> Task details
Output, as a JSON list of strings with one string per line and blank lines omitted, the portion of the items below that begins with the line containing "[tag] dark curly hair" and runs through the final line of the items, both ends included.

— begin —

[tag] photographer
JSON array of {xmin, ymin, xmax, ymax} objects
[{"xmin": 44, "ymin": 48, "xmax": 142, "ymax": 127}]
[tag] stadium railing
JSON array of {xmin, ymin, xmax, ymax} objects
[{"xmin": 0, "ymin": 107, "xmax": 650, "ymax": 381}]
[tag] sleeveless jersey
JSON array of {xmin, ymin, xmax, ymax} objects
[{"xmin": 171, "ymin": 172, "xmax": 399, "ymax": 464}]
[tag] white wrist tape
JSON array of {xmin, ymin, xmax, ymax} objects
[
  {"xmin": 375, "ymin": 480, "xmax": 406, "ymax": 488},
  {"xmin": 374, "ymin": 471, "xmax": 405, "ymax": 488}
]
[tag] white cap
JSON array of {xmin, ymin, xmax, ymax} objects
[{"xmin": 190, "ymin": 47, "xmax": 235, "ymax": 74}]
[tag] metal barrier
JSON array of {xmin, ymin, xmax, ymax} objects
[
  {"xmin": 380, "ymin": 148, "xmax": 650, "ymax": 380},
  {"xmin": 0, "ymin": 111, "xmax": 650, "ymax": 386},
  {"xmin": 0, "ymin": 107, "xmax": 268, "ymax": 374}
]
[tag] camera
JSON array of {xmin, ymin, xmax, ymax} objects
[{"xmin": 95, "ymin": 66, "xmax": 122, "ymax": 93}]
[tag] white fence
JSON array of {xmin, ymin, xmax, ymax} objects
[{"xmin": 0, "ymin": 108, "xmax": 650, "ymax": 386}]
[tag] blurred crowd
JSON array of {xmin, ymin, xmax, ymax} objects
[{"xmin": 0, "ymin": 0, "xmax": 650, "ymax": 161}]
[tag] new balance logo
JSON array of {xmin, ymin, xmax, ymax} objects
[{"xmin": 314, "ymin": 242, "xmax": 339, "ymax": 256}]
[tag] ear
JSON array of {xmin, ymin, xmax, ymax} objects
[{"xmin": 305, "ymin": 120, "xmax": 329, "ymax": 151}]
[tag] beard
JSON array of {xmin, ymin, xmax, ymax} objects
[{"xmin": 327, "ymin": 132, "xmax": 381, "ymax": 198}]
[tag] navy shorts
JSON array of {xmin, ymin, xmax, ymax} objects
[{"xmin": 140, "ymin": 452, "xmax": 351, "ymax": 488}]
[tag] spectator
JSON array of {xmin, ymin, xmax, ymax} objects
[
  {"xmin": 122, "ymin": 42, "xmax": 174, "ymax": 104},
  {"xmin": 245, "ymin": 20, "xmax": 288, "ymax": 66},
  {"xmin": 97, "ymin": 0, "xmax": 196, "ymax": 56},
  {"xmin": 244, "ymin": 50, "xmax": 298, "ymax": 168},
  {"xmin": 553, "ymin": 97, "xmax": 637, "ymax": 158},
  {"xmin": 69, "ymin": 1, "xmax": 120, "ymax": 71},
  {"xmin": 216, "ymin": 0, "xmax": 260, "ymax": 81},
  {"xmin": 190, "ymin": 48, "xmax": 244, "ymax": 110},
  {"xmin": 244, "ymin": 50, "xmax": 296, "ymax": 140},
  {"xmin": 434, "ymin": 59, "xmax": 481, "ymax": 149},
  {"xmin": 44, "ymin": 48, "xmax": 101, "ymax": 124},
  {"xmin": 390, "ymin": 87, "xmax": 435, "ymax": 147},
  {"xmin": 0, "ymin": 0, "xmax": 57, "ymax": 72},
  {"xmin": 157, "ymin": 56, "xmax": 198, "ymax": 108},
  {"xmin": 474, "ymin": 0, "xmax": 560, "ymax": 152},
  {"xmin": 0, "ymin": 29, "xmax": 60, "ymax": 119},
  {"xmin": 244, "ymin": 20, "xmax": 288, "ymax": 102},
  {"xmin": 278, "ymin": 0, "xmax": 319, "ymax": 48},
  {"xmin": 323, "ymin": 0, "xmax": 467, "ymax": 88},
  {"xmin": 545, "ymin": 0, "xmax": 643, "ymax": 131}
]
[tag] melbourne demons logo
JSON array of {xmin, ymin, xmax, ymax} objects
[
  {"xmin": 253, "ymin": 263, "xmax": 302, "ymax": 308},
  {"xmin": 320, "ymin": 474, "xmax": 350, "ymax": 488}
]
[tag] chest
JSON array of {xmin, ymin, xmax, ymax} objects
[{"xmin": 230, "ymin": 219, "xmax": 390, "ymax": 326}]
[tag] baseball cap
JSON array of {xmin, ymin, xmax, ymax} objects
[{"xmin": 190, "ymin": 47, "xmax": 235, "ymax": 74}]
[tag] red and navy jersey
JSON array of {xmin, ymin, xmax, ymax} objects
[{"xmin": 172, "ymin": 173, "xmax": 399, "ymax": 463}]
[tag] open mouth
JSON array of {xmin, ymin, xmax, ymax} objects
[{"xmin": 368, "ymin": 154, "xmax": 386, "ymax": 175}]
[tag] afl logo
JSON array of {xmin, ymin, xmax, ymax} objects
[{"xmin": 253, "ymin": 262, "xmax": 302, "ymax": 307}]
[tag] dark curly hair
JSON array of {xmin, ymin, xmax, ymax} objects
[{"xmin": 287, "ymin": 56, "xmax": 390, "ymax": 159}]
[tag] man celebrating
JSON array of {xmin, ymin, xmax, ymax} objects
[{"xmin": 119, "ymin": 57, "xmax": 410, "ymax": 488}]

— end —

> Task response
[
  "[tag] dark curly hair",
  "JSON array of {xmin, ymin, xmax, ymax} objects",
  "[{\"xmin\": 287, \"ymin\": 56, \"xmax\": 390, \"ymax\": 159}]",
  "[tag] man celebrating",
  "JSON array of {xmin, ymin, xmax, ymax} objects",
  "[{\"xmin\": 119, \"ymin\": 57, \"xmax\": 410, \"ymax\": 488}]"
]